SET PROBLEM A :: In the records, rewrite the lines from the one containing "Task: the component shall indicate the upper" through the end of the records, changing "beige" to "cream" and leaving everything else the same.

TEXT EXTRACT ::
Deep Feedforward Networks

Notes for course DL1 at University of Amsterdam 3 Nov 2023

1 From linear functions to nonlinear = from shallow to deep

Here to apply first a Relu and the output of that another Relu: \(\sigma(B\sigma(A\textbf{x}))\)

2 Deep feedforward networks

MLP is just a combination of multiple linear perceptrons, in each layer there would be parameters ie \(A\) is \(\theta_1\), \(B\) is \(\theta_2\)

3 Neural networks in blocks

4 Non-linear feature learning perspective

Here we are saying that at the end we have just have a linear function \(C\) “the linear model” ie.

\[ C(\sigma(B\sigma(A\textbf{x}))) \]

to a transformed input \(\varphi(x\textbf{x})\) = \(\sigma(B\sigma(A\textbf{x}))\)

5 How to get w? gradiend-based learning

Due to nonlinearity our loss function would be nonconvex
We use then SGD
No guarantee of convergence, and sensitive to initialization of the parameters

6 Cost Function

Here saturated means that the function becomes very flat so then the gradient of this is very minimal so then we cannot compute optimize because all the derivatives would look like very similar

7 Activation Functions

Defined how the weighted sum of the input is transformed into an output from a node or nodes in a layer of the network.

SET PROBLEM B :: In the deep feedforward networks notes, what makes the loss function nonconvex?

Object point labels
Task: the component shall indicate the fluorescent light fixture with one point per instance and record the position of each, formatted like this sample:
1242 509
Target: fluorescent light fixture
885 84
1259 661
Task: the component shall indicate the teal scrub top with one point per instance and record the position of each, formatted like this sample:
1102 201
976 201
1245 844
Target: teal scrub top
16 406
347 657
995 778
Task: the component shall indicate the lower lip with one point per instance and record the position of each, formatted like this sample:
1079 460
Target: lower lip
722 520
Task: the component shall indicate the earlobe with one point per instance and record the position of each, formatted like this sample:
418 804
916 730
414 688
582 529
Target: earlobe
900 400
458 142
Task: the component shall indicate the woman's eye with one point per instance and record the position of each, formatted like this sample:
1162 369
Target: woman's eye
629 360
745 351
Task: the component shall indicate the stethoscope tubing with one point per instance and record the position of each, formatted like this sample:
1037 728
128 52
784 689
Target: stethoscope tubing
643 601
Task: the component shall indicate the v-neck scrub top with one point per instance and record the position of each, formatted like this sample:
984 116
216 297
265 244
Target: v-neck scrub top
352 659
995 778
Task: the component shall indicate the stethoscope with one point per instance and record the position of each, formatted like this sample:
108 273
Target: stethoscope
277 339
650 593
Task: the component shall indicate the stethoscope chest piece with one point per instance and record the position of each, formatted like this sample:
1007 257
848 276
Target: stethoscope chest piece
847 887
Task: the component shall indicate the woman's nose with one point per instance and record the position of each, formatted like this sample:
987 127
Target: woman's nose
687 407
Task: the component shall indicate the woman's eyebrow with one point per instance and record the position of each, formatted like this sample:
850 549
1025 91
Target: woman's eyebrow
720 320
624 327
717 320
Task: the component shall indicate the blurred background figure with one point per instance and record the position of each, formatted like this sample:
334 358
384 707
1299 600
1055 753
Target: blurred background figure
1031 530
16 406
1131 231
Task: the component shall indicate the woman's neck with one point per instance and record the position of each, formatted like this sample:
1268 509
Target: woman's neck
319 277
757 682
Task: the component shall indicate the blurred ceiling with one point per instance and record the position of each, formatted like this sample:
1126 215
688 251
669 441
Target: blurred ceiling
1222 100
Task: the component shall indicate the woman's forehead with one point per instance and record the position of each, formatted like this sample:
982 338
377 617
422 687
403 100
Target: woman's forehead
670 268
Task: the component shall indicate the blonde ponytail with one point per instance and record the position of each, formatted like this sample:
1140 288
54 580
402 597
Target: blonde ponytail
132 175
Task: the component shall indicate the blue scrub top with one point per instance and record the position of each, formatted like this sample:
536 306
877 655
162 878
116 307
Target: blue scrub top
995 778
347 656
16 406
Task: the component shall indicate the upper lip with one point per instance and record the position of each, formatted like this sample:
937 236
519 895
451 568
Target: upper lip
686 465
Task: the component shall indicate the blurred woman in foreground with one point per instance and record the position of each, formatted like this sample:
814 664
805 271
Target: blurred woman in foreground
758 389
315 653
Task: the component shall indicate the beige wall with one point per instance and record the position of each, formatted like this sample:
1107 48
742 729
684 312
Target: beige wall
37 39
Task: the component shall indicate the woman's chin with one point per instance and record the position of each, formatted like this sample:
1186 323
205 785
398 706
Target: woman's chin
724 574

WRITTEN SOLUTION A ::
Task: the component shall indicate the upper lip with one point per instance and record the position of each, formatted like this sample:
937 236
519 895
451 568
Target: upper lip
686 465
Task: the component shall indicate the blurred woman in foreground with one point per instance and record the position of each, formatted like this sample:
814 664
805 271
Target: blurred woman in foreground
758 389
315 653
Task: the component shall indicate the cream wall with one point per instance and record the position of each, formatted like this sample:
1107 48
742 729
684 312
Target: cream wall
37 39
Task: the component shall indicate the woman's chin with one point per instance and record the position of each, formatted like this sample:
1186 323
205 785
398 706
Target: woman's chin
724 574

WRITTEN SOLUTION B :: Nonlinearity makes the loss function nonconvex.